== Reading text

GSAT-11 is an Indian geostationary communications satellite. The 5854 kg satellite is based on the new I-6K Bus and carry 40 transponders in the Ku-band and Ka-band frequencies (32 Ka × Ku-Band Forward Link Transponders and 8 Ku × Ka band Return Link Transponders), which are capable of providing up to 16 Gbit/s throughput. GSAT-11 is India's heaviest satellite.

Launch
Initially the satellite was planned to be launched in May 2018, but was delayed after ISRO recalled it back to India from the launch site in French Guiana for additional checks weeks after ISRO lost communication to another communication satellite, the GSAT-6A, soon after its launch in March 2018.

After the satellite was found fit for the launch, the new launch date had been set to 4 December 2018. GSAT 11 was launched successfully from the European Spaceport, French Guiana (Guiana Space Center) on 20:37 UTC, 4 December 2018 along with GEO-KOMPSAT-2A of KARI.

====

● **Request**
Name every satellite mentioned in the GSAT-11 text.

== Data section

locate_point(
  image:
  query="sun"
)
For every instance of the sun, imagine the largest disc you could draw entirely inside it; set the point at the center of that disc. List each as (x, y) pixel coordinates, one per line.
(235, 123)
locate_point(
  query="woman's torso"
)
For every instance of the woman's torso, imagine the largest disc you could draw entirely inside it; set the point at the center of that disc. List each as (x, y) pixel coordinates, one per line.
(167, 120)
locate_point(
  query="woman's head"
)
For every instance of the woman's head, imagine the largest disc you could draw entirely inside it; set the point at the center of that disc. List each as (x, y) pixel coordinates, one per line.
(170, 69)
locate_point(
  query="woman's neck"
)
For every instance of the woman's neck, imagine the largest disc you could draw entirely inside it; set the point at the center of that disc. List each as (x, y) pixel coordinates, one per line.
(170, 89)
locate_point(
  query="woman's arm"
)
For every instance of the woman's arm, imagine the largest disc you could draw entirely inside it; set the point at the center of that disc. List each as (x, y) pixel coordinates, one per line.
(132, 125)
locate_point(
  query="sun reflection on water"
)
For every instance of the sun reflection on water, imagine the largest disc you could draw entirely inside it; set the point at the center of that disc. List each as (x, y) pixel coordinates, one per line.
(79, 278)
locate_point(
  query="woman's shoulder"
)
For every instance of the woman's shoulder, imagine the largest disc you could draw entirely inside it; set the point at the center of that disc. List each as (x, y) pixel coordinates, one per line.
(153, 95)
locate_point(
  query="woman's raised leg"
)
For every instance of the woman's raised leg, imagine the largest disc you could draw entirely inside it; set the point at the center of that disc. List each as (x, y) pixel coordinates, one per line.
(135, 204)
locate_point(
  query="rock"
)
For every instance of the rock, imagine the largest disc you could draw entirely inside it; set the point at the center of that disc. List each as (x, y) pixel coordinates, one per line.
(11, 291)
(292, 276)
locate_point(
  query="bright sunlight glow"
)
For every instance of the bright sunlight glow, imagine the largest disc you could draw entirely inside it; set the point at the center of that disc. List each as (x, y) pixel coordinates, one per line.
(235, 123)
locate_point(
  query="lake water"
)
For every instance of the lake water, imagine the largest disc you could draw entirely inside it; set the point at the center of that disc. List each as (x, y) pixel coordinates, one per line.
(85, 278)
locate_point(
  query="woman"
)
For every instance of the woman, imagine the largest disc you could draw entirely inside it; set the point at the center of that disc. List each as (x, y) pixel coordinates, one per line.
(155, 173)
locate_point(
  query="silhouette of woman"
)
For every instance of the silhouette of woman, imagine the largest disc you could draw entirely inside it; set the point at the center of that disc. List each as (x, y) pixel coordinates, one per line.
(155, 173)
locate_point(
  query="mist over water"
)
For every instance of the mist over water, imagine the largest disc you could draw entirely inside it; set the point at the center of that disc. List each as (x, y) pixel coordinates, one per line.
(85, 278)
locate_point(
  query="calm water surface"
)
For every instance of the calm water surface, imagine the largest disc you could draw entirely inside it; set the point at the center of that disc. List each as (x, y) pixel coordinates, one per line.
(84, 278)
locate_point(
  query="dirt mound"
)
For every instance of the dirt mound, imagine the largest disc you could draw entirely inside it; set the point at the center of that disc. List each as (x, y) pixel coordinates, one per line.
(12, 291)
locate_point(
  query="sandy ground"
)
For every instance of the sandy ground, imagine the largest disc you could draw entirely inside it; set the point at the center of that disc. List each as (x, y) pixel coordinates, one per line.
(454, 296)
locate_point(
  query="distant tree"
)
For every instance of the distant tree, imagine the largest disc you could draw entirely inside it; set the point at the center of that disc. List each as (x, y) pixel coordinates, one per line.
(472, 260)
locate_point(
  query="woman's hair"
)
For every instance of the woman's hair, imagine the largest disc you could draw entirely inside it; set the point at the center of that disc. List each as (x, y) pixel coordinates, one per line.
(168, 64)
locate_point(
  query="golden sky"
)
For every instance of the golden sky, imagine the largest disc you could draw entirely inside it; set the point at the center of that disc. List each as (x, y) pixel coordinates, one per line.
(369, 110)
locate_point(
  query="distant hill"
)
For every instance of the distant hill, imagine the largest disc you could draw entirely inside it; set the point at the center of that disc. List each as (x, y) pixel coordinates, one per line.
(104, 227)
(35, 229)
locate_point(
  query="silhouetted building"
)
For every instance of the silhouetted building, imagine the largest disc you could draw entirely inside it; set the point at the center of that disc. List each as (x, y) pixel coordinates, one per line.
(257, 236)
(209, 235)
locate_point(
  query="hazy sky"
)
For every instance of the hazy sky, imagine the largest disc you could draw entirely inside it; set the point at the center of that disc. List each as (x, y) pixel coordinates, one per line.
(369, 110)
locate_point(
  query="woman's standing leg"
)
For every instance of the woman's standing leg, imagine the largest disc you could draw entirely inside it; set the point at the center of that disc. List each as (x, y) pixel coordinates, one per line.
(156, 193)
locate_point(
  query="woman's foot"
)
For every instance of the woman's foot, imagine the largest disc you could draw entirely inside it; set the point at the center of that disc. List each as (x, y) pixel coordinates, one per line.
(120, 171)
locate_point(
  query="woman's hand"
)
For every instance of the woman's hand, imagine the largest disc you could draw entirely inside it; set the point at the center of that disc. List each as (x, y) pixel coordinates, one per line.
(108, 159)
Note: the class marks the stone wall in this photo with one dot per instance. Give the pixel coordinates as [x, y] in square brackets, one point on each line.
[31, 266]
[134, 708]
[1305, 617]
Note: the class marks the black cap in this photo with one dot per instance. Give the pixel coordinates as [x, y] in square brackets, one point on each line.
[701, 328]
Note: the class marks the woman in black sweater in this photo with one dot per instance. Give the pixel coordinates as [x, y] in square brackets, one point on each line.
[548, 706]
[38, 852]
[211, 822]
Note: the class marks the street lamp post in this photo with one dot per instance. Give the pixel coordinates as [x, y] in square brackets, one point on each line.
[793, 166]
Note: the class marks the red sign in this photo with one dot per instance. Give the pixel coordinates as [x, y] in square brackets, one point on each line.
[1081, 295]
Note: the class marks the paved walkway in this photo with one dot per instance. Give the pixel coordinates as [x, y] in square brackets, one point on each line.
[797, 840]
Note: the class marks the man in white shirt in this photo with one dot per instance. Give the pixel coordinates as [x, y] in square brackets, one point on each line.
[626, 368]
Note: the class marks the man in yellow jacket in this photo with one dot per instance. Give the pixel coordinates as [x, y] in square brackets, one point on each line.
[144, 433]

====

● **Solution to this task**
GSAT-11, GSAT-6A, GEO-KOMPSAT-2A